Given exercise: Write out all of the entries exactly, please.
======== Data in this exercise
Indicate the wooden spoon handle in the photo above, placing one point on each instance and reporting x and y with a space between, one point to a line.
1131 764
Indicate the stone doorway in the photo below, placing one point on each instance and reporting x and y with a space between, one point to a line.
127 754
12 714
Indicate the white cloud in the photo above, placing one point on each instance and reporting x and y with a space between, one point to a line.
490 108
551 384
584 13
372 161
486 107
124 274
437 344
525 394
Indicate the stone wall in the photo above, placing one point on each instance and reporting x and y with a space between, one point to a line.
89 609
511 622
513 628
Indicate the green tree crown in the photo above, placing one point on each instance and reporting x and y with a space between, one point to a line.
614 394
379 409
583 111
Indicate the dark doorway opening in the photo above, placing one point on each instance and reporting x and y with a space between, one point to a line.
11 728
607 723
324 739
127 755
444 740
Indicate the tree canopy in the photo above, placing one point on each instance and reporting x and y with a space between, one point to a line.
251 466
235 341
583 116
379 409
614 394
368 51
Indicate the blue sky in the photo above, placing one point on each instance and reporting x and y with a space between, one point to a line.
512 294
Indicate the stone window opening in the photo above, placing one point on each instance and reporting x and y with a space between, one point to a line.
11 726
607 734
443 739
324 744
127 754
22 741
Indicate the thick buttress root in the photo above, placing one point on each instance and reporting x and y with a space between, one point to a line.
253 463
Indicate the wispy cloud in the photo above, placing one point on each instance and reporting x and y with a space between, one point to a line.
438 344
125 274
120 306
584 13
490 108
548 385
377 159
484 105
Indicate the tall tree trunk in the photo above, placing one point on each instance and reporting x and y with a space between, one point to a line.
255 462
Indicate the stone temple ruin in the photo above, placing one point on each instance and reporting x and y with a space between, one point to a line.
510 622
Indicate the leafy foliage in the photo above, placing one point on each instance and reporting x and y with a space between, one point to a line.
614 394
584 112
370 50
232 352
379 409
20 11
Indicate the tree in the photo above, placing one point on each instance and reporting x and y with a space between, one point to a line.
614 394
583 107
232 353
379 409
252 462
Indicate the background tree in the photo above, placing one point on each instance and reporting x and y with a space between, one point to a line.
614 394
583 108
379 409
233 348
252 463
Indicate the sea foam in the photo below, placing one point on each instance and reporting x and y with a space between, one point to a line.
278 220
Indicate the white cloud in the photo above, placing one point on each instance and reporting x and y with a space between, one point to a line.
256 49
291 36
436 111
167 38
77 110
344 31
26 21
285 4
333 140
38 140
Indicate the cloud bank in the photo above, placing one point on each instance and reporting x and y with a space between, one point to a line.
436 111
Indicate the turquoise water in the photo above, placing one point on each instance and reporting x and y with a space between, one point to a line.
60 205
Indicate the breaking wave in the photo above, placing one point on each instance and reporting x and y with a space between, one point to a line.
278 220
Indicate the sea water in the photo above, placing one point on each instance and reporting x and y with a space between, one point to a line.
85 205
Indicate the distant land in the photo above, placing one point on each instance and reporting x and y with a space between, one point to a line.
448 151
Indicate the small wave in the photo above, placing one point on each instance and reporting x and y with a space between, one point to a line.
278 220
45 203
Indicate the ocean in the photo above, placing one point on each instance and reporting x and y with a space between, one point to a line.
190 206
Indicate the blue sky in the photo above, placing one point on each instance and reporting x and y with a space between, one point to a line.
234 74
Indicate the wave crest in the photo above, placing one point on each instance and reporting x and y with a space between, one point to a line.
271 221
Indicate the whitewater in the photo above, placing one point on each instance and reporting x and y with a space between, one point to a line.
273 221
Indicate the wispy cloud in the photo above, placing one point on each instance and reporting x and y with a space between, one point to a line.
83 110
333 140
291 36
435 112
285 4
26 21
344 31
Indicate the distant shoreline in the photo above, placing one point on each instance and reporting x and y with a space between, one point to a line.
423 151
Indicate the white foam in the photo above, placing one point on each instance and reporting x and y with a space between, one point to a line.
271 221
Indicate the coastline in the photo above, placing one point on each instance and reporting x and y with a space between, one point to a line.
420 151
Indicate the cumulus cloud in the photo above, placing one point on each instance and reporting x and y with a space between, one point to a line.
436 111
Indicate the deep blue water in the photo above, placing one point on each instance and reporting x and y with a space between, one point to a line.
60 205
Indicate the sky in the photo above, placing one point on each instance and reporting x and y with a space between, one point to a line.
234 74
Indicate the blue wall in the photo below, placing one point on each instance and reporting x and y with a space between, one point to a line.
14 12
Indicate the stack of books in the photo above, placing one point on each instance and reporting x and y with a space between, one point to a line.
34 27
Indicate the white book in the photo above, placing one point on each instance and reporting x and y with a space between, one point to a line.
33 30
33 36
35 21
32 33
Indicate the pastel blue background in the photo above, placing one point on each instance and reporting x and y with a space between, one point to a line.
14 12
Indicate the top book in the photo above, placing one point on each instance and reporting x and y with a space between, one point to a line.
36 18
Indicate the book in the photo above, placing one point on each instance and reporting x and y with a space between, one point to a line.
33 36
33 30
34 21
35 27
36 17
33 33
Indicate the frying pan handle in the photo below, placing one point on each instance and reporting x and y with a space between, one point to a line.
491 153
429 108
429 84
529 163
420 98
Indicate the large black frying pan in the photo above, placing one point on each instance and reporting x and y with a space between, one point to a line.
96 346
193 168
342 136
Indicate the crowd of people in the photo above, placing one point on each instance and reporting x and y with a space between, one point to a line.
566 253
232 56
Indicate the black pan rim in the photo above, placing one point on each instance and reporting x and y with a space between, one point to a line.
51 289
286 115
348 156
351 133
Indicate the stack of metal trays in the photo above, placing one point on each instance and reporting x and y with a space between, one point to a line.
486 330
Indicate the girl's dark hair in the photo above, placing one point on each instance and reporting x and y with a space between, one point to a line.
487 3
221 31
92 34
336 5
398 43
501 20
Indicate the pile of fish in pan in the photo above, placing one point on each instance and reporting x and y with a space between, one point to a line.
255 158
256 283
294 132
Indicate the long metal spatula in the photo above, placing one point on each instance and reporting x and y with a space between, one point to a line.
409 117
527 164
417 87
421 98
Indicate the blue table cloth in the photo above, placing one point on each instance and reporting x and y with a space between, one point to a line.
================
Exercise solution:
Indicate the wooden spoon handle in the photo above, placing one point on each instance and reporting x and y with a space between, one point to a line.
1131 764
Indicate the stone doorway in the photo below, placing one point on each instance and reporting x and y with a space between, one point to a line.
127 754
12 714
Indicate the white cloud in the photo above, placing one point on each instance and reporting x and y with a space between, one point to a line.
490 108
551 384
584 13
372 161
486 107
124 274
437 344
525 394
Indicate the stone wall in the photo above, placing one point on each instance and reporting x and y with a space between, one point to a line.
89 609
511 622
513 628
Indicate the green tree crown in the photo above, placing one point on each instance and reporting x and y with a space between, one point to a line.
614 394
379 409
583 111
Indicate the dark doorway opening in the photo above, placing one point on each instance and reporting x and y with a space between, one point to a line.
11 728
607 723
324 739
127 755
444 740
Indicate the tree canopy in the photo above, placing one point on each instance and reporting x and y with a space between, one point to a line.
251 466
235 341
583 116
379 409
614 394
368 51
Indicate the blue sky in the photo above, placing one point on each instance and reporting x and y with a space between, one point to a line.
512 294
Indicate the stone window opening in the photo above, placing one point on each instance and reporting x and y with a space between, one point to a line.
11 726
607 734
443 739
324 744
127 754
22 741
Indicate the thick buttress root in the photo above, placing one point on each instance and reporting x and y with a space between, one point to a line.
253 463
Indicate the wispy cloud in the photo above, placing one point on each instance and reporting x and y with a space between, one point to a line.
438 344
125 274
120 306
584 13
490 108
548 385
377 159
484 105
Indicate the tall tree trunk in the photo above, placing one point on each instance and reporting x and y with a space between, one point to a line.
255 462
Indicate the stone temple ruin in the photo above, placing one point on each instance and reporting x and y with a space between, one point to a line.
510 622
Indicate the leafy foliage in the photo above, placing one point on each instance and reporting x and y with a space between, one point to a line.
614 394
584 112
370 50
232 352
379 409
20 11
Indicate the tree in the photo above, placing one point on each instance and reporting x and y with a space between, one point to a line.
614 394
583 107
232 353
379 409
252 462
Indicate the background tree in the photo above, placing one point on each instance and reporting x and y with a space between, one point to a line.
614 394
583 108
379 409
233 348
252 463
Indicate the sea foam in the photo below, placing one point on each instance and reporting x and y with a space between, one point to a line.
278 220
Indicate the white cloud in the photo above, placing one point on each instance and reporting x and y with a space between, one point to a line.
256 49
291 36
436 111
167 38
77 110
344 31
26 21
285 4
333 140
38 140
Indicate the cloud bank in the photo above, placing one point on each instance and reporting x and y with a space between, one point to a line.
436 111
Indicate the turquoise water in the photo above, placing one point on each instance and reporting x and y with a space between, one point to a line.
60 205
Indicate the breaking wave in the photo above, placing one point on each instance and reporting x and y with a space between, one point to a line.
278 220
Indicate the sea water in the photo above, placing one point on each instance and reporting x and y with a space between, one point to a line.
85 205
Indicate the distant land in the photo above, placing one point on each instance and reporting x and y with a space between, one point to a line.
448 151
Indicate the small wave in the photo above, placing one point on each instance and reporting x and y with a space between, one point to a line.
278 220
45 203
Indicate the ocean in the photo above, placing one point on each instance and reporting x and y with a space between, one point to a line.
190 206
Indicate the blue sky in the photo above, placing one point on each instance and reporting x and y with a space between, one point to a line.
234 74
Indicate the wave crest in the photo above, placing one point on each instance and reporting x and y with a space between, one point to a line.
271 221
Indicate the whitewater in the photo above, placing one point on each instance and reporting x and y with a space between, one point to a line.
273 221
Indicate the wispy cloud in the photo above, placing one point on each instance and reporting x and y with a space between, one point to a line.
83 110
333 140
291 36
435 112
285 4
26 21
344 31
Indicate the distant shoreline in the photo above, placing one point on each instance and reporting x and y with a space between, one point to a line.
423 151
Indicate the white foam in the photo above, placing one point on each instance and reporting x and y with a space between, one point to a line.
271 221
Indicate the coastline in the photo above, placing one point on each instance and reporting x and y with a space between, one point to a line.
420 151
Indicate the cumulus cloud in the photo above, placing one point on each instance and reporting x and y with a space between, one point to a line.
436 111
Indicate the deep blue water in the photo above, placing one point on each instance and reporting x and y with a space between, one point to a line.
60 205
Indicate the sky in the photo above, placing one point on each instance and reporting x and y with a space between, one point to a line.
234 74
Indicate the blue wall in the photo below, placing one point on each instance and reporting x and y with a space between, one point to a line.
14 12
Indicate the stack of books in the photo above, placing one point on each instance and reporting x and y with a space between, one point to a line.
34 27
Indicate the white book in the photo above, placing one point on each instance and reporting x and y with a space between, one point to a line.
33 30
33 36
35 21
32 33
Indicate the pastel blue background in the photo above, placing one point on each instance and reporting x and y with a space between, one point to a line.
14 12
Indicate the top book in the photo above, placing one point on each instance and reporting x and y with a space between, one point to a line.
36 18
Indicate the book in the photo above, placing one point on each instance and reporting x and y with a space between, one point to a line.
33 36
33 30
34 21
35 27
36 17
33 33
Indicate the frying pan handle in the photo below, placing one point on each instance and reporting x and y with a space between, one point to a line.
491 153
429 108
429 84
529 163
420 98
Indicate the large black frying pan in the photo above, placing one point on each instance and reporting x and y with a space between, one point to a line.
96 346
193 168
342 136
Indicate the crowd of people in the photo above, placing one point on each instance and reporting x and y with a space between, one point to a line.
566 253
232 56
Indicate the black pan rim in the photo above, placing one point on each instance and reporting x and y with a space between, one point to a line.
51 289
286 115
348 156
351 133
Indicate the stack of metal trays in the photo above, placing one point on each instance and reporting x and y with a space between, one point to a line.
486 330
Indicate the girl's dark hair in the photo above, placing one point on each instance and reporting x and y with a space between, one point to a line.
487 3
221 31
92 34
336 5
398 43
501 20
Indicate the pile of fish in pan in the photo above, placing one point on each instance and reporting x and y with a space between, one point to a line.
255 158
256 283
294 132
Indicate the long metal spatula in the photo above, placing one point on each instance and reporting x and y with a space between, one point to a line.
409 117
527 164
417 87
421 98
Indicate the blue table cloth in the photo above, placing one point on each instance and reporting x and y with a space between, one point to a line.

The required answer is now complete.